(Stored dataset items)
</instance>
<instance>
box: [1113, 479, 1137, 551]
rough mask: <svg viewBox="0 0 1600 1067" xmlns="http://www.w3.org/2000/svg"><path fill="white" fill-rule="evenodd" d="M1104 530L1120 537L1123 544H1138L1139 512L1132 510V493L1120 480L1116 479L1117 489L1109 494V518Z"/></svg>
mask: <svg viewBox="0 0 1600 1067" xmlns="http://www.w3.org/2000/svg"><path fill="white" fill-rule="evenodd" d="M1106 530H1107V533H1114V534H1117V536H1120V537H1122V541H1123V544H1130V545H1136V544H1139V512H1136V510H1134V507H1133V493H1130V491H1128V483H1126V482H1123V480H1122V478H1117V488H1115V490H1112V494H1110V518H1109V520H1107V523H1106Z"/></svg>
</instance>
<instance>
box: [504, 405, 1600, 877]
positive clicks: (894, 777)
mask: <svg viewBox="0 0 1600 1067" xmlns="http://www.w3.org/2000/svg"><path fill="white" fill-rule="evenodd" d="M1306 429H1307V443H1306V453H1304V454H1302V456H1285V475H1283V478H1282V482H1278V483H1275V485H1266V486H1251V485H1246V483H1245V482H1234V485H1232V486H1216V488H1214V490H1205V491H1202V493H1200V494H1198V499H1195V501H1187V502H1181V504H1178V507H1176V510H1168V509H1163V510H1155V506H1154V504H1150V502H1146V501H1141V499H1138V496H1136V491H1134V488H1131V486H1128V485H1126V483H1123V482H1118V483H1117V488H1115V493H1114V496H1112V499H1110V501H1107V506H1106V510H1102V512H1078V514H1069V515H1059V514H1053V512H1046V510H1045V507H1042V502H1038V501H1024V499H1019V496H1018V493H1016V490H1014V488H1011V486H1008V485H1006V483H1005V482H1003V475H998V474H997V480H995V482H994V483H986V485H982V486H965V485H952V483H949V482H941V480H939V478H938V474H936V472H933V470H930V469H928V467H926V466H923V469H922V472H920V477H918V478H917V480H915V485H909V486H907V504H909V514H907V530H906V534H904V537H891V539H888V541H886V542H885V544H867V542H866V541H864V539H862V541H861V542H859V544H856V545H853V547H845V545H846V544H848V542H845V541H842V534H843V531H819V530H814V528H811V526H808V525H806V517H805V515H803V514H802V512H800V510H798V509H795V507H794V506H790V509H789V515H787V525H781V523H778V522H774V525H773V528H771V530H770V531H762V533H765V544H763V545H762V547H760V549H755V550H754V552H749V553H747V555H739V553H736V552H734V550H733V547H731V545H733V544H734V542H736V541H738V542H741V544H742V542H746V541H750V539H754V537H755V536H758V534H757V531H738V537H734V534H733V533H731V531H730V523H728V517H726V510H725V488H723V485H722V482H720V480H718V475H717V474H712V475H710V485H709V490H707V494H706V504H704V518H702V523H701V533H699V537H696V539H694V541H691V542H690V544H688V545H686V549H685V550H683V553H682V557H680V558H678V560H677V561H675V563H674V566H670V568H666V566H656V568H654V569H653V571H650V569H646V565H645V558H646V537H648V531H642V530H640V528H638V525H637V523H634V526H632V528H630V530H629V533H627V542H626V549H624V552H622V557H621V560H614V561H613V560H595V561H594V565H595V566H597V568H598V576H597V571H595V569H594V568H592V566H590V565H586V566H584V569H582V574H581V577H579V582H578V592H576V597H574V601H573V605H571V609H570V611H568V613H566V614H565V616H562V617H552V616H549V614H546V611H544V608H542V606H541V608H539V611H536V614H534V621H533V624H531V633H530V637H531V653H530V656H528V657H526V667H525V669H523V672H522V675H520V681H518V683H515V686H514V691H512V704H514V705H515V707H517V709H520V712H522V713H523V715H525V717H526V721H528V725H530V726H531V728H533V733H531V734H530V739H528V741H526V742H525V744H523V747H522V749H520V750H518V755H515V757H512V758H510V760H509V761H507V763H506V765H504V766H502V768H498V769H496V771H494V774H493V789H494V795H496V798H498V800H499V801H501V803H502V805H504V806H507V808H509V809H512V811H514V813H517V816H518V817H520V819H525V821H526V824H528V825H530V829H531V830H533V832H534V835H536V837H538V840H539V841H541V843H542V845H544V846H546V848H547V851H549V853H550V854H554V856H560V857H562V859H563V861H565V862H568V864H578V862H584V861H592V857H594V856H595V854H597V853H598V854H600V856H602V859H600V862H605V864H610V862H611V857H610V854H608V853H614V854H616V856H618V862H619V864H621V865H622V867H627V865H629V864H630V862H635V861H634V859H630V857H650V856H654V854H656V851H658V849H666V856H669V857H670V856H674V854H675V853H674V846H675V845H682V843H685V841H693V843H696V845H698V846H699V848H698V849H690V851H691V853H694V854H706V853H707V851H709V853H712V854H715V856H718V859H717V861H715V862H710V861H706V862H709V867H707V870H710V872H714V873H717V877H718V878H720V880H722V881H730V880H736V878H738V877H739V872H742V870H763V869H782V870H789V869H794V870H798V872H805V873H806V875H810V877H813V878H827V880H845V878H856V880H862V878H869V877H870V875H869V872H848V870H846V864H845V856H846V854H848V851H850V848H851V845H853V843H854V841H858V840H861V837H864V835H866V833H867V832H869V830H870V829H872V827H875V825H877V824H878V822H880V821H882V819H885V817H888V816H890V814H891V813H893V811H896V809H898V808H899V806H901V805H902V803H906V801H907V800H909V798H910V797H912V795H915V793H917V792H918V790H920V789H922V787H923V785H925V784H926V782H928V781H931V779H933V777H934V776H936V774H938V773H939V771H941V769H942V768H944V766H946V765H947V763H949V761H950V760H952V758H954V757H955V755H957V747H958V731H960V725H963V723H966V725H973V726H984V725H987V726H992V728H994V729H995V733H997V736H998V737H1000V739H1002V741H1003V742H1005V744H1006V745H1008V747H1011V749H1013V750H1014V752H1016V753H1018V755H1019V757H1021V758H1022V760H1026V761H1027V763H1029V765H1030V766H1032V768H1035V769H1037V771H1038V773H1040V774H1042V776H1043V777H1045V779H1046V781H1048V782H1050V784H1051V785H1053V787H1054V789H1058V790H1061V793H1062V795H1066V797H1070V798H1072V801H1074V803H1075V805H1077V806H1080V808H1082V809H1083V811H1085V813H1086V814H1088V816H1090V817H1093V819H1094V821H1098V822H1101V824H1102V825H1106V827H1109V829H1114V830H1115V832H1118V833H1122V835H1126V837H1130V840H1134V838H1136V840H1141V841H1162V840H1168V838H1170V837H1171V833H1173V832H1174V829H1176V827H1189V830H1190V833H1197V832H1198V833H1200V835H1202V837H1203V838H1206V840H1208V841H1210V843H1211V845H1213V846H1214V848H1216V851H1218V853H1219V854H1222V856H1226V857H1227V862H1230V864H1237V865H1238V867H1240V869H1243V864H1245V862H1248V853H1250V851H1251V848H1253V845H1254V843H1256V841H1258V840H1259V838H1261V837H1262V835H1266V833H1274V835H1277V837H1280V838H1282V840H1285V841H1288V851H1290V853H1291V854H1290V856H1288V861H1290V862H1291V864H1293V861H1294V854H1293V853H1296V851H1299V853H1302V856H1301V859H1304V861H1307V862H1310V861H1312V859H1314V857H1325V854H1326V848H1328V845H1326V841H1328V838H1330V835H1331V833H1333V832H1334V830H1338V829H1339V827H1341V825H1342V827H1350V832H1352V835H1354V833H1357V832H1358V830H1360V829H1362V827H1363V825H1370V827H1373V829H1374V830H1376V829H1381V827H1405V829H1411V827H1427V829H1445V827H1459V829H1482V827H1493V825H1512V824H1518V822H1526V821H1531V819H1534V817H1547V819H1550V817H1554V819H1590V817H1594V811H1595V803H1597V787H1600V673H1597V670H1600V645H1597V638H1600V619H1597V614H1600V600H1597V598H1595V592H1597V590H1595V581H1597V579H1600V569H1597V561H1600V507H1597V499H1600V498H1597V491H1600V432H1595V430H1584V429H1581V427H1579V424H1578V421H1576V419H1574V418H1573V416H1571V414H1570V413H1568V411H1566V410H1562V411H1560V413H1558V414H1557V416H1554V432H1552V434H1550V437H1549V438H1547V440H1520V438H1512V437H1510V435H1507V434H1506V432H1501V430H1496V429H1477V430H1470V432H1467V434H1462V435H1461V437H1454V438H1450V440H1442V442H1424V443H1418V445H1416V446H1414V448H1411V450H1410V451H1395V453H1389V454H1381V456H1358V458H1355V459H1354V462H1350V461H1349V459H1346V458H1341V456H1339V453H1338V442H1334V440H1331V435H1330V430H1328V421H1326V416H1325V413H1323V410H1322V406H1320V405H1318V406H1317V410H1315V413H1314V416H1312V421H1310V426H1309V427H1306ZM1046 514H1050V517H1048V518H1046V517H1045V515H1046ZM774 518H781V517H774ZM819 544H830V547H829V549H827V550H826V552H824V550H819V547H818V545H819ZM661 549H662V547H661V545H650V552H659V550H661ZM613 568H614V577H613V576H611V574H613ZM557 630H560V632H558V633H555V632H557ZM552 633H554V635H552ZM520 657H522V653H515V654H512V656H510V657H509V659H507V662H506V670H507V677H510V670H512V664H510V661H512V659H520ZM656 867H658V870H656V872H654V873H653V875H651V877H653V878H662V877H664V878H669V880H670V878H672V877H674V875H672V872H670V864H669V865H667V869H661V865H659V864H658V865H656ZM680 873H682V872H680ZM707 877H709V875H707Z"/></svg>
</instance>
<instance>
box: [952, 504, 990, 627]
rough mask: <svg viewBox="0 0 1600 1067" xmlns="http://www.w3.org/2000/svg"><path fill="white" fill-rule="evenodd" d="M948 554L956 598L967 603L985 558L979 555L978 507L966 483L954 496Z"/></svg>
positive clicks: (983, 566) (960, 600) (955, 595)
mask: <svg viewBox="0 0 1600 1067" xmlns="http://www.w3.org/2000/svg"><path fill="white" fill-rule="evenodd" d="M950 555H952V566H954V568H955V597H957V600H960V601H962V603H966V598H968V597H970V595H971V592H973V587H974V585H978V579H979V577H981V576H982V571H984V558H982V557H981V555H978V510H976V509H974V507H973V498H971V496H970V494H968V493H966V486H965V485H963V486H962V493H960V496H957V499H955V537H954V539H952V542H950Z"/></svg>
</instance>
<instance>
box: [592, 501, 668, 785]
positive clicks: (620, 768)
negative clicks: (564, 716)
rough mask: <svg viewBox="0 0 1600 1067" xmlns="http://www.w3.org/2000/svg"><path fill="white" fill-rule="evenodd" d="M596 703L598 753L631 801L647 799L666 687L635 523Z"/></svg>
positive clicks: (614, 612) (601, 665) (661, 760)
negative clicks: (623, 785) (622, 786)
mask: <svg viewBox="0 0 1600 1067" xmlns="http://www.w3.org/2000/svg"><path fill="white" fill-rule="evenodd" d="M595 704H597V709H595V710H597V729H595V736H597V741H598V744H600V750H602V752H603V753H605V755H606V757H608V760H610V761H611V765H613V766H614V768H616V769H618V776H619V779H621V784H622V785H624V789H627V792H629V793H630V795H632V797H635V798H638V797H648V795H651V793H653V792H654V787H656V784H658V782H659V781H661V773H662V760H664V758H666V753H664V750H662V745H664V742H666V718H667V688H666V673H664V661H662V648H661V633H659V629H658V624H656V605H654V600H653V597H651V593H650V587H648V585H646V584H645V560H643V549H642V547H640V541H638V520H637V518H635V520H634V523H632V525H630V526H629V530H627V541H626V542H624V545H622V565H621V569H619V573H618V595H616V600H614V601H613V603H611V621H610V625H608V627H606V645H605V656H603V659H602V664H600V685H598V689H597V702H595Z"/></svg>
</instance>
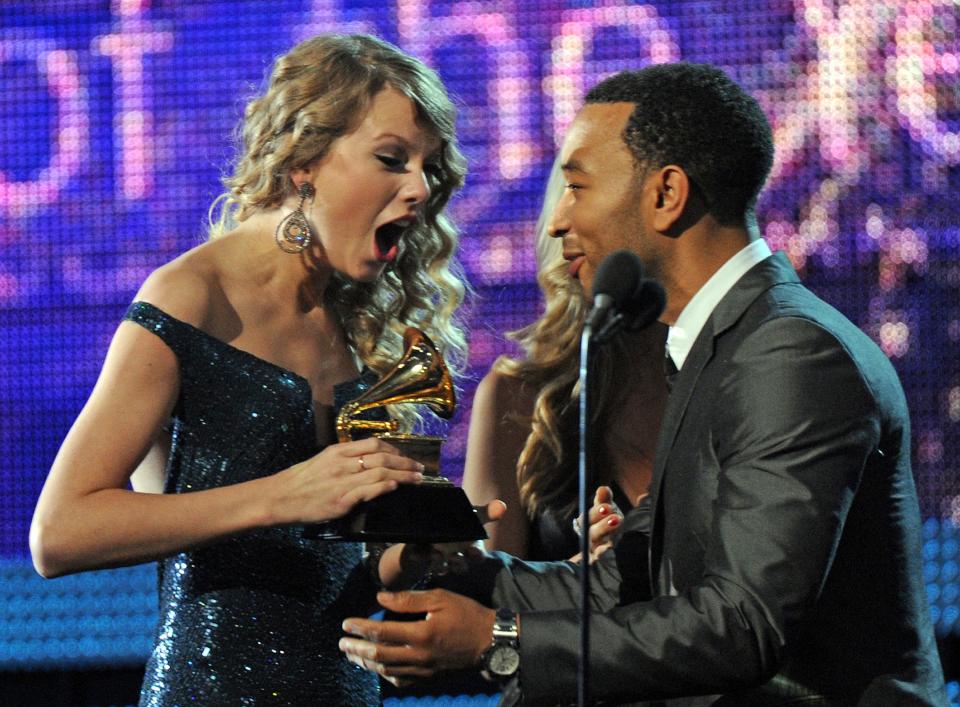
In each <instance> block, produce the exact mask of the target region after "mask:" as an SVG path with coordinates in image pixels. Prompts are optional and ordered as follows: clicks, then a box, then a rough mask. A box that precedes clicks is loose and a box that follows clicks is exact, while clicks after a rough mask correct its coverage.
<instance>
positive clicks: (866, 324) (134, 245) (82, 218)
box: [0, 0, 960, 666]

**Exercise aim:**
Rewrite the items from their beginning through the line containing "530L1120 537L1123 544H1138L1139", inclusive, with "rough mask" changed to "coarse mask" and nothing else altered.

**Written answer:**
</instance>
<instance>
box: [1113, 479, 1137, 551]
coarse mask: <svg viewBox="0 0 1600 1067" xmlns="http://www.w3.org/2000/svg"><path fill="white" fill-rule="evenodd" d="M1104 530L1120 537L1123 544H1138L1139 512L1132 510V493L1120 480L1116 479L1117 489L1109 494V518Z"/></svg>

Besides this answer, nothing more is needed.